> **WHAT IS REQUIRED**
Below are some records; return each one exactly.
*** DATA FOR ANALYSIS ***
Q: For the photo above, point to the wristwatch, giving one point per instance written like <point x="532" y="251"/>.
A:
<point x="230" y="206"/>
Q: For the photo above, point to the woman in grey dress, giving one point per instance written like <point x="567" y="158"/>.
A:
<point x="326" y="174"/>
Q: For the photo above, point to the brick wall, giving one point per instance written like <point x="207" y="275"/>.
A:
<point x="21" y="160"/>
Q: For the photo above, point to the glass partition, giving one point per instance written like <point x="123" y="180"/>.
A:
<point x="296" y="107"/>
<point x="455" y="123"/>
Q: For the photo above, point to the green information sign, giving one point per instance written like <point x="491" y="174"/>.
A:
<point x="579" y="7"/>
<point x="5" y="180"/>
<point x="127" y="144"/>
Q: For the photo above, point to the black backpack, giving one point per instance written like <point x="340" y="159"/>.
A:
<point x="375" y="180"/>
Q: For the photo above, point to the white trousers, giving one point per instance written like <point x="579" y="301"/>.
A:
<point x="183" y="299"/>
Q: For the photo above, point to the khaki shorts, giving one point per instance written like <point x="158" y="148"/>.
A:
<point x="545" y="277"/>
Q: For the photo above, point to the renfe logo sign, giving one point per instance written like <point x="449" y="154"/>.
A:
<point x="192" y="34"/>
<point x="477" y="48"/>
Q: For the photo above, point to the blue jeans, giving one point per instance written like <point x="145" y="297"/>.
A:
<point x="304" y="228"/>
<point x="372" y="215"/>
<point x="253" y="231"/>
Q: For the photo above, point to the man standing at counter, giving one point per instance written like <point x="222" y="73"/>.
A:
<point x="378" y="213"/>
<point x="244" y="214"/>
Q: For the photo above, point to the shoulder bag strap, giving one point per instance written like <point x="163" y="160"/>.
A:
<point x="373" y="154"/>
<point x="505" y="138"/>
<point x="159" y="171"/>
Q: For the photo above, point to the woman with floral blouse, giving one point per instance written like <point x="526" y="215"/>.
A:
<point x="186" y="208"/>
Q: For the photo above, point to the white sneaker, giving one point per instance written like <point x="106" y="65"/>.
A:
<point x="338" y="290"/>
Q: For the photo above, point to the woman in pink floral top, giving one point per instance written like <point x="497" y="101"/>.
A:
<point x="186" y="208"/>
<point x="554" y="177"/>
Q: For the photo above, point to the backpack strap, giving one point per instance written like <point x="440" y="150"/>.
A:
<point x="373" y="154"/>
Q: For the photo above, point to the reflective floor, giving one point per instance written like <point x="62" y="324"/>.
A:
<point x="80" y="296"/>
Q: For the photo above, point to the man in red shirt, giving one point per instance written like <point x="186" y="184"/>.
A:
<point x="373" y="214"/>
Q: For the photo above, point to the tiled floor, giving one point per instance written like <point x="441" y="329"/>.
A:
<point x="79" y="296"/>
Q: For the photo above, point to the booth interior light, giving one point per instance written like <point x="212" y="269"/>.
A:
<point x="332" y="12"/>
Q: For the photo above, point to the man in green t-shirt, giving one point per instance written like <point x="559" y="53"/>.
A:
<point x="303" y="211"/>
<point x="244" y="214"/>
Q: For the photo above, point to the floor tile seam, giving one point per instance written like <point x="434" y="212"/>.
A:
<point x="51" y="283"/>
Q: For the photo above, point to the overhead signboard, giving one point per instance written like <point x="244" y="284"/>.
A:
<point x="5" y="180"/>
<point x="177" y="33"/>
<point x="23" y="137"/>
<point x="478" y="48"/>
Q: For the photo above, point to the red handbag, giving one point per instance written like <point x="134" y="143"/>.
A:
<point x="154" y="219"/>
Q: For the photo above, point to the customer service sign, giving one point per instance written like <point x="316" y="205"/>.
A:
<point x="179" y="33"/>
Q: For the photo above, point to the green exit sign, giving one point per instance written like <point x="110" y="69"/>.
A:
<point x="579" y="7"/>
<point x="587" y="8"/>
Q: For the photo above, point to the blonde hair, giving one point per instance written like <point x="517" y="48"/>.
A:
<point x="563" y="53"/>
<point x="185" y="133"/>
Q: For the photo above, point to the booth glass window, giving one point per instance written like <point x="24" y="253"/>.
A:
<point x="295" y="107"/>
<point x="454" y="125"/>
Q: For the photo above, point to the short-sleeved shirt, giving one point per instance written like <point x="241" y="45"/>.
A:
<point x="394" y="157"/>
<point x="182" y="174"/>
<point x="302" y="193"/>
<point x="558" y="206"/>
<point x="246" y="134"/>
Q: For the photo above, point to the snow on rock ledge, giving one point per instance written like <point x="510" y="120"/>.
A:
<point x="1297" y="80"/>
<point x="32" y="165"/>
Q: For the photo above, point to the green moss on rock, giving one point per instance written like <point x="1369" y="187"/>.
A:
***
> **SOLVED EXERCISE**
Q: For the photo above, point to the wristwatch, giving one point per instance written like <point x="532" y="251"/>.
A:
<point x="230" y="206"/>
Q: For the photo above, point to the woman in grey dress, giving one point per instance written like <point x="567" y="158"/>.
A:
<point x="326" y="174"/>
Q: For the photo above, point to the brick wall, giving one point per instance written like <point x="207" y="275"/>.
A:
<point x="21" y="160"/>
Q: For the photo above, point to the glass partition, giving one point per instance written like <point x="123" y="180"/>.
A:
<point x="296" y="107"/>
<point x="455" y="123"/>
Q: For the photo above, point to the green information sign, giving one point per instance written like <point x="491" y="174"/>.
A:
<point x="579" y="7"/>
<point x="5" y="180"/>
<point x="127" y="144"/>
Q: For the photo above, point to the black backpack, giving one point per instance written like <point x="340" y="159"/>.
A:
<point x="375" y="180"/>
Q: For the photo above, point to the white trousers, giving one point per instance written like <point x="579" y="301"/>.
A:
<point x="183" y="299"/>
Q: For the photo above, point to the khaki shorts, giving one point per instance written like <point x="158" y="148"/>.
A:
<point x="545" y="277"/>
Q: For the photo above, point to the renfe logo sign, giving one point per instance written like <point x="449" y="154"/>.
A:
<point x="192" y="34"/>
<point x="477" y="48"/>
Q: For the photo above, point to the blue jeans, giving one point per instance written like <point x="145" y="297"/>.
A:
<point x="304" y="228"/>
<point x="372" y="215"/>
<point x="253" y="231"/>
Q: For the photo above, point to the man standing at counter, giving one point per instance written like <point x="222" y="73"/>.
A:
<point x="378" y="213"/>
<point x="244" y="214"/>
Q: For the photo above, point to the shoulder bag strap, giving one point per instance written like <point x="163" y="160"/>.
A:
<point x="373" y="154"/>
<point x="505" y="138"/>
<point x="159" y="171"/>
Q: For the photo above, point to the woman with floral blouse, giving one point per instance written like <point x="526" y="215"/>.
A:
<point x="186" y="208"/>
Q: For the photo above, point to the white sneaker, giving one point per instance written like <point x="106" y="65"/>.
A:
<point x="338" y="290"/>
Q: For the photo above, point to the woman in pink floral top, giving one point per instance written like <point x="497" y="101"/>.
A:
<point x="186" y="208"/>
<point x="554" y="177"/>
Q: For the photo above, point to the backpack strap, giving one point per instance written like <point x="440" y="150"/>.
A:
<point x="373" y="154"/>
Q: For the photo above, point to the reflective floor, giving one point per instance written like <point x="62" y="324"/>.
A:
<point x="80" y="296"/>
Q: For the photo above, point to the man in red shirt, giving one point per instance written like <point x="186" y="184"/>.
A:
<point x="373" y="214"/>
Q: For the photo above, point to the tiled floor, giving one point per instance written like <point x="441" y="329"/>.
A:
<point x="79" y="296"/>
Q: For the photo above, point to the booth interior light, giving one point per instance written like <point x="212" y="269"/>.
A:
<point x="332" y="12"/>
Q: For the photo above, point to the man in green t-shirt, giving one point per instance written like <point x="559" y="53"/>.
A:
<point x="303" y="211"/>
<point x="244" y="214"/>
Q: For the photo above, point to the floor tile seam, giving one point per instance written like <point x="434" y="212"/>.
A:
<point x="51" y="283"/>
Q: For the photo above, point to the overhead signboard, giving one point per instance written like <point x="244" y="284"/>.
A:
<point x="5" y="180"/>
<point x="177" y="33"/>
<point x="23" y="137"/>
<point x="478" y="48"/>
Q: For the photo above, point to the red handbag, giving one point per instance written like <point x="134" y="143"/>.
A:
<point x="154" y="219"/>
Q: For the photo above, point to the customer service sign, giving one point per instance written like <point x="316" y="205"/>.
A:
<point x="179" y="33"/>
Q: For the photo above, point to the green exit sign, giving one point per instance written like <point x="110" y="69"/>.
A:
<point x="579" y="7"/>
<point x="587" y="8"/>
Q: For the photo above, point to the blonde hair, giving one point per instance written like <point x="517" y="48"/>.
A:
<point x="563" y="53"/>
<point x="185" y="133"/>
Q: For the photo above, point to the booth glass window, giving one point per instance written like <point x="24" y="253"/>.
A:
<point x="295" y="107"/>
<point x="454" y="125"/>
Q: For the photo above, point to the short-sleeved shirt, giving one point per instance written like <point x="241" y="45"/>.
A:
<point x="394" y="157"/>
<point x="182" y="174"/>
<point x="302" y="193"/>
<point x="558" y="206"/>
<point x="246" y="134"/>
Q: For the photo above, point to the snow on rock ledge, giving one point per instance written like <point x="510" y="120"/>.
A:
<point x="1297" y="80"/>
<point x="32" y="165"/>
Q: For the photo above, point to the green moss on rock, giving one point per instance written like <point x="1369" y="187"/>.
A:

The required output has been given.